TRY IT –
Would you return each entry exactly as written, omitting any pictures?

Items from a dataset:
###
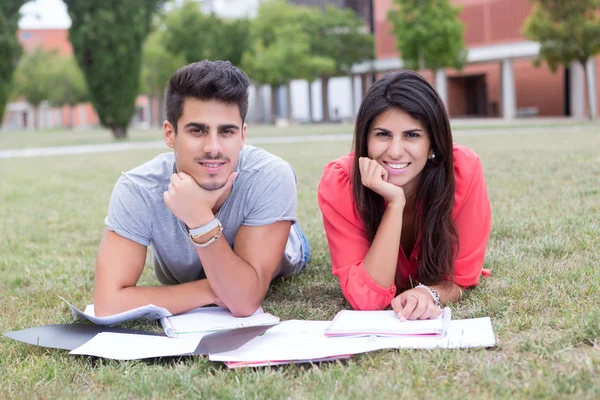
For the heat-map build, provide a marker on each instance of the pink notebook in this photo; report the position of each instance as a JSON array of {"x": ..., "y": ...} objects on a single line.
[{"x": 386, "y": 323}]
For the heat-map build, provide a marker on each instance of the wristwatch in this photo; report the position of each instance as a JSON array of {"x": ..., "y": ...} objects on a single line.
[{"x": 203, "y": 230}]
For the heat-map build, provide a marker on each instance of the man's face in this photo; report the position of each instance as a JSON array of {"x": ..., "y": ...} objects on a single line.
[{"x": 210, "y": 136}]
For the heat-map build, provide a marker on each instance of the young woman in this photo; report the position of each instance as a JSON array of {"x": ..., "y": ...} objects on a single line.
[{"x": 407, "y": 214}]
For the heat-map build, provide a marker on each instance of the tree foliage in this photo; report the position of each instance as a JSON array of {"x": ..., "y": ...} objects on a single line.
[
  {"x": 157, "y": 67},
  {"x": 33, "y": 77},
  {"x": 567, "y": 32},
  {"x": 196, "y": 36},
  {"x": 10, "y": 48},
  {"x": 67, "y": 83},
  {"x": 428, "y": 34},
  {"x": 281, "y": 48},
  {"x": 342, "y": 37},
  {"x": 107, "y": 38}
]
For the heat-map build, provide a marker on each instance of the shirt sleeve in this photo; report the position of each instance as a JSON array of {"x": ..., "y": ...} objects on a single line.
[
  {"x": 473, "y": 222},
  {"x": 348, "y": 244},
  {"x": 274, "y": 193},
  {"x": 128, "y": 214}
]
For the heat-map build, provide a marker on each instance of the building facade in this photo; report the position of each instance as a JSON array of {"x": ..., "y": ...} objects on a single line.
###
SOLUTION TO THE PROBLEM –
For the heat-map build, provide a marker on each instance of the pink notebook in this photo; report the position of each instance as a JSON array of {"x": ..., "y": ...} objects on a single line.
[{"x": 386, "y": 323}]
For the heat-map build, provide a marker on each instance of the wristwatch in this photo; report the position of each instance as a JSON array of {"x": ..., "y": ...} objects on a single line.
[{"x": 203, "y": 230}]
For the heat-map build, provide a marker on each instance of the man's face in this photo; report the position of each instance as a JSON array of {"x": ..., "y": ...} objects on a single line.
[{"x": 210, "y": 136}]
For the heat-map build, provide a marker on each instance of the young woman in this photo; report the position of each instance as a JSON array of {"x": ..., "y": ...} objects on a single line.
[{"x": 407, "y": 214}]
For the heat-map build, provide a marker on each instance of the tree foliage in this photo; report the position of each instance as a JSON array of {"x": ..., "y": ...} objects on a single line.
[
  {"x": 157, "y": 67},
  {"x": 33, "y": 77},
  {"x": 567, "y": 32},
  {"x": 196, "y": 36},
  {"x": 10, "y": 48},
  {"x": 67, "y": 83},
  {"x": 428, "y": 34},
  {"x": 281, "y": 48},
  {"x": 342, "y": 37},
  {"x": 107, "y": 38}
]
For the heat-map build, provide a marker on each instance of the shirt sleeve in this photo; report the position of each instance as a JSON array of {"x": ..., "y": ...} objects on a single line.
[
  {"x": 473, "y": 222},
  {"x": 348, "y": 244},
  {"x": 274, "y": 193},
  {"x": 128, "y": 214}
]
For the heat-map build, provide a marker on each instance of the building facade in this photo; report the position of each instance as a JSON array of {"x": ..., "y": ...} objects on a single line.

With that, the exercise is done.